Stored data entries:
--- begin ---
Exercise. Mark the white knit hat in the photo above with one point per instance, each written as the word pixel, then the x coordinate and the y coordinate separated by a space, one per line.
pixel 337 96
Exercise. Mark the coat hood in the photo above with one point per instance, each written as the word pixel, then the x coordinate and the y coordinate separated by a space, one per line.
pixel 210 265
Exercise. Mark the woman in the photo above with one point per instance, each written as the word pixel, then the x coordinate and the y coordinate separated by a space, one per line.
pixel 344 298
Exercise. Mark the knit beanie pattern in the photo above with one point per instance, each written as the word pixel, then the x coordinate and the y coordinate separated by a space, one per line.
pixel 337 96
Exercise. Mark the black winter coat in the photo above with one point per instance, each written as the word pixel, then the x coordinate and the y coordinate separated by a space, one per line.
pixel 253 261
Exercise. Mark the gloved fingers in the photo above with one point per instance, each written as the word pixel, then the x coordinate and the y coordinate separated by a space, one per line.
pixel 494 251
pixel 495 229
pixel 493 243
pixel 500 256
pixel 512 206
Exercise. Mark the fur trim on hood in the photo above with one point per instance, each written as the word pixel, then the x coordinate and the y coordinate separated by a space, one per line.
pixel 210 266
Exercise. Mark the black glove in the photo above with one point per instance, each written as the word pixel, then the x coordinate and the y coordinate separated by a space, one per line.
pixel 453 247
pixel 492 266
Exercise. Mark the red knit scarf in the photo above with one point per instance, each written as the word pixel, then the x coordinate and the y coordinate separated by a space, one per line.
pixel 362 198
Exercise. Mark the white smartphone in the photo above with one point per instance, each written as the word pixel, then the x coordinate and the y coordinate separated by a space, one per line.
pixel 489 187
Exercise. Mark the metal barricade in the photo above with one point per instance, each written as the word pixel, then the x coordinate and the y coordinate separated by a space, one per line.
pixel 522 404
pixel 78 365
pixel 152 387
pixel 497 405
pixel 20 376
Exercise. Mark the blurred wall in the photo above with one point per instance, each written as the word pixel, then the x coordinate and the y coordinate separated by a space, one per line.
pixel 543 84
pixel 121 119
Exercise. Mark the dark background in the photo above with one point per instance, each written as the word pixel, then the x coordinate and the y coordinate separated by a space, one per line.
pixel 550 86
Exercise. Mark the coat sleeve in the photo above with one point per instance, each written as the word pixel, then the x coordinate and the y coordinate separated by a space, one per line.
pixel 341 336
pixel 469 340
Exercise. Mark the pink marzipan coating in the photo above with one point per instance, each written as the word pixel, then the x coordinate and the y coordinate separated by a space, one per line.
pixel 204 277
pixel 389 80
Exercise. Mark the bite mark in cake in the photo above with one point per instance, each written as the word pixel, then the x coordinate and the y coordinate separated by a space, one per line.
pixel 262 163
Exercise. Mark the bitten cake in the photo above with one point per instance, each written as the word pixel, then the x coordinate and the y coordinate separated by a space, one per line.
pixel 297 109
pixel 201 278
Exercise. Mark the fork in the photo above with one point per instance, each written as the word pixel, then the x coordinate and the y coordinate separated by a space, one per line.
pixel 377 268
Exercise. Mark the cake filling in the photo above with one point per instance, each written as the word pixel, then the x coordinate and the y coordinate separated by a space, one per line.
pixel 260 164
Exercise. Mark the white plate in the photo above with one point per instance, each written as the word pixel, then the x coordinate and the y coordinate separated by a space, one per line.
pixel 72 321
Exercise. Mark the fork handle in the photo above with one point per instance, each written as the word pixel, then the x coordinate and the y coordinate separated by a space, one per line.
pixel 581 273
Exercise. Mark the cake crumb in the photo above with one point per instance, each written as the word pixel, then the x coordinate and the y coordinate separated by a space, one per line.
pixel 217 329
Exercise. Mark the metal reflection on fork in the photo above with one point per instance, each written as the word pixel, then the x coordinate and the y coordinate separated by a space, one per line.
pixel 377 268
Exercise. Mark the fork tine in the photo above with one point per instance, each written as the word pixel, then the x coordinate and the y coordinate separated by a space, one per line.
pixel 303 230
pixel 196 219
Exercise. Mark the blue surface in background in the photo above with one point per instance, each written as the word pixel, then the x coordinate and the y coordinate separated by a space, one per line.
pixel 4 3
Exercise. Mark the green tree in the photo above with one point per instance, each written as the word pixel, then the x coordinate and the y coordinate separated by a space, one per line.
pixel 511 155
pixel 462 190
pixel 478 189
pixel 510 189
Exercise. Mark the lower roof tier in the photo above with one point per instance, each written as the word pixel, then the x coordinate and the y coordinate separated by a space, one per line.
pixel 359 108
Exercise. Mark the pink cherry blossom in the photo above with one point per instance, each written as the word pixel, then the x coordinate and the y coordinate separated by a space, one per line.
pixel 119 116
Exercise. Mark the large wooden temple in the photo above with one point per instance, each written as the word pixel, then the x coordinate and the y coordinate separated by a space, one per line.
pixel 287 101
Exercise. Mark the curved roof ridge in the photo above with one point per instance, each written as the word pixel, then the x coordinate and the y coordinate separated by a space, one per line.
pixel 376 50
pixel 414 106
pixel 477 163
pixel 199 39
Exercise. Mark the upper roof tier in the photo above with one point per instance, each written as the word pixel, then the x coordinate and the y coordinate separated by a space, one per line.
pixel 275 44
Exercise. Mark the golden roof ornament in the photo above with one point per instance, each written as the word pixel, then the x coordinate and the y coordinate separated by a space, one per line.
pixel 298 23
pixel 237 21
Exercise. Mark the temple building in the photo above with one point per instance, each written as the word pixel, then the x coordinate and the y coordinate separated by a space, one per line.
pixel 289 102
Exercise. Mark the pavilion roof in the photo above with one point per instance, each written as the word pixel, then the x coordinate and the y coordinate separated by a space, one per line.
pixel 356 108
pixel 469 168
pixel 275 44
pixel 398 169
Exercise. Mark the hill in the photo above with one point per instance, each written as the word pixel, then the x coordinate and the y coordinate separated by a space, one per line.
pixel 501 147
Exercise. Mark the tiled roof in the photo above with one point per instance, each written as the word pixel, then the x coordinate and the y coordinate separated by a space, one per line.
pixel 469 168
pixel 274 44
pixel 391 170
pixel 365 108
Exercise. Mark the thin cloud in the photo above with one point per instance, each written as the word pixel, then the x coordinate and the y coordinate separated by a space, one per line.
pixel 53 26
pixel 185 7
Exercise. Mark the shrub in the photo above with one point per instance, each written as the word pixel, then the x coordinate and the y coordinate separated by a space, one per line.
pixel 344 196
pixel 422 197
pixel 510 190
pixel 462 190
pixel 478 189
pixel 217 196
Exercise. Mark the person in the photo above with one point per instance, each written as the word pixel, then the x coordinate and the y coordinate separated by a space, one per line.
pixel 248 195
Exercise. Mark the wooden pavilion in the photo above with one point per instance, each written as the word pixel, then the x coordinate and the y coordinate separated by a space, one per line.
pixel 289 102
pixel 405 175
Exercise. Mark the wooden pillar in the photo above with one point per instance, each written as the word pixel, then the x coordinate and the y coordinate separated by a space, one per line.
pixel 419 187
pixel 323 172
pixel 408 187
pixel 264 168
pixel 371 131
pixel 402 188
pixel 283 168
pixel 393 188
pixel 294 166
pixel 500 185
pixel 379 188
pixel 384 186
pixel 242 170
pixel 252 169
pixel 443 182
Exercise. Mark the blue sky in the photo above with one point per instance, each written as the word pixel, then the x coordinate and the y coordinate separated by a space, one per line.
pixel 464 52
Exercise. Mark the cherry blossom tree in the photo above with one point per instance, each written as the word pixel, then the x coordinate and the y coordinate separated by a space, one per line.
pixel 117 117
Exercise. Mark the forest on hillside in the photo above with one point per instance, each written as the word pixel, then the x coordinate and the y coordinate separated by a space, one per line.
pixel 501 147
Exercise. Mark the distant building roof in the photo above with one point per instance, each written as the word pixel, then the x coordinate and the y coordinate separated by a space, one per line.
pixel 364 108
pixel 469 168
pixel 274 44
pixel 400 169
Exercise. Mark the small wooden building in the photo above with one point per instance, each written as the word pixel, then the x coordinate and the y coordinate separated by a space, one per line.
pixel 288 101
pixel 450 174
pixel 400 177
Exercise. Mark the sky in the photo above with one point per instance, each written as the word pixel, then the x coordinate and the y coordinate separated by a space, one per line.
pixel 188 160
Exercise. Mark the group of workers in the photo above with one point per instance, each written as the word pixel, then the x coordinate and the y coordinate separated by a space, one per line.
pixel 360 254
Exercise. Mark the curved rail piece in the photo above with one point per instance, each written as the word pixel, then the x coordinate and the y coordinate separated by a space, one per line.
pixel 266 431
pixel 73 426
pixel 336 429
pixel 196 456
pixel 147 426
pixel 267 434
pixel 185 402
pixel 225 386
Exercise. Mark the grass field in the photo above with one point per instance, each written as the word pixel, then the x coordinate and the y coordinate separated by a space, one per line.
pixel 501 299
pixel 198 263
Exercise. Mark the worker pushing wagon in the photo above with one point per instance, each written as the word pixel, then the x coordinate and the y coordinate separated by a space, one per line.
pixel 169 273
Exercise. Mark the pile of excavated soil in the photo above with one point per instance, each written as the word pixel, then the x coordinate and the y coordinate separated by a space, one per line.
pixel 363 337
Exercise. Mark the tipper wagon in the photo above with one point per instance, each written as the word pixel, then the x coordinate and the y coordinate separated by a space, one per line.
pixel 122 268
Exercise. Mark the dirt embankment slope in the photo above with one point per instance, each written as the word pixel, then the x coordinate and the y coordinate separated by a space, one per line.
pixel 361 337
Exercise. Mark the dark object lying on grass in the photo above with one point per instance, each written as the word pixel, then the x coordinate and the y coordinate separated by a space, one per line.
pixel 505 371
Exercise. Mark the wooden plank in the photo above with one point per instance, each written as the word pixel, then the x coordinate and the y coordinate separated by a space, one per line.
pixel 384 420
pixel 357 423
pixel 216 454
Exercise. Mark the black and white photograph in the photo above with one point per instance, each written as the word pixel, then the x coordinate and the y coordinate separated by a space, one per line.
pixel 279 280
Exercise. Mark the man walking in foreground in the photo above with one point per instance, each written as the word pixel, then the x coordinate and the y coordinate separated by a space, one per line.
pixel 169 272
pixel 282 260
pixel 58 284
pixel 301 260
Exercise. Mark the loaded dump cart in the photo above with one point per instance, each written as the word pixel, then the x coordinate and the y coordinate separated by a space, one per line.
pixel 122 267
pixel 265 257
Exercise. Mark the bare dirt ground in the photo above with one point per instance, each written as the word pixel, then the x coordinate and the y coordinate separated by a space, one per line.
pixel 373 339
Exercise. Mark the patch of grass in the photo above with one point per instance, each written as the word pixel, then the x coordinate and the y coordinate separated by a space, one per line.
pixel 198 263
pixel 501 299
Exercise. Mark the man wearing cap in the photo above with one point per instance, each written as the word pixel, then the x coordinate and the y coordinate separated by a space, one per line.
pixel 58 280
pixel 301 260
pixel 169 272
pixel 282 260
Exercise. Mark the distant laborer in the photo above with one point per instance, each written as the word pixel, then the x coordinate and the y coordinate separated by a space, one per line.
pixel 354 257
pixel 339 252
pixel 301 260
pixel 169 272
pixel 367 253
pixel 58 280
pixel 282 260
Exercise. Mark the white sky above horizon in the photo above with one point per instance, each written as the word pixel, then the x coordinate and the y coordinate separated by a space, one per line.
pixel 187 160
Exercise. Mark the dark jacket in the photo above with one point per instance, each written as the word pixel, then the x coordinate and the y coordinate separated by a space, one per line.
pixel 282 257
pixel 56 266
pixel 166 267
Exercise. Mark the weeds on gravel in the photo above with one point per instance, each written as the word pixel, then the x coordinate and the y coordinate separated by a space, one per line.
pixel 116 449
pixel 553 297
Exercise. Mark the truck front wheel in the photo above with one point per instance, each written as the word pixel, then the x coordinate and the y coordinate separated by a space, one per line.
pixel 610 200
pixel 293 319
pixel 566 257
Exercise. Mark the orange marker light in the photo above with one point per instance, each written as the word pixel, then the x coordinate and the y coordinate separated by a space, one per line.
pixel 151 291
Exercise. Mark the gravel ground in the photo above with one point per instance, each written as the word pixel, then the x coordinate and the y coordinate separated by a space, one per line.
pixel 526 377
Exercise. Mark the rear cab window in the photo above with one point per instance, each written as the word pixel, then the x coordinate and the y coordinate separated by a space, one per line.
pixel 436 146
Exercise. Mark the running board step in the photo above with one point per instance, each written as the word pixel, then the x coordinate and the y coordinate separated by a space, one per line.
--- end ---
Exercise description -
Edit the listing from its first line through the line containing "pixel 489 187", changing "knit" to "woven" and keeping everything else the same. Return only those lines.

Exercise solution -
Exercise. Mark the white woven hat in the photo above with one point per instance, each written as the word pixel, then the x coordinate and the y coordinate separated by a space, one per line.
pixel 337 96
Exercise. Mark the coat hood in the photo above with one point per instance, each written as the word pixel, then the x coordinate and the y coordinate separated by a space, one per line.
pixel 210 265
Exercise. Mark the woman in the photo above with one point per instance, each written as the word pixel, then the x coordinate and the y coordinate separated by a space, one per line.
pixel 344 298
Exercise. Mark the woven beanie pattern in the photo above with one point per instance, each written as the word pixel, then the x coordinate and the y coordinate separated by a space, one per line.
pixel 337 96
Exercise. Mark the black winter coat in the photo above with one point per instance, each written as the word pixel, then the x coordinate and the y coordinate separated by a space, one per line.
pixel 253 261
Exercise. Mark the gloved fingers in the photo above with one point per instance, each written as the word pixel, then the x coordinate and the y coordinate separated by a space, one per line.
pixel 494 251
pixel 495 229
pixel 493 243
pixel 500 256
pixel 512 206
Exercise. Mark the fur trim on hood in the photo above with one point per instance, each written as the word pixel, then the x coordinate and the y coordinate separated by a space, one per line.
pixel 210 266
Exercise. Mark the black glove in the photo above with one point per instance, each written as the word pixel, then the x coordinate and the y coordinate separated by a space, one per line.
pixel 453 247
pixel 492 266
Exercise. Mark the red woven scarf in the photo above with one point per instance, each written as the word pixel, then the x coordinate and the y coordinate separated by a space, one per line.
pixel 362 198
Exercise. Mark the white smartphone in the photo above with one point per instance, each written as the word pixel, then the x coordinate and the y coordinate separated by a space, one per line.
pixel 489 187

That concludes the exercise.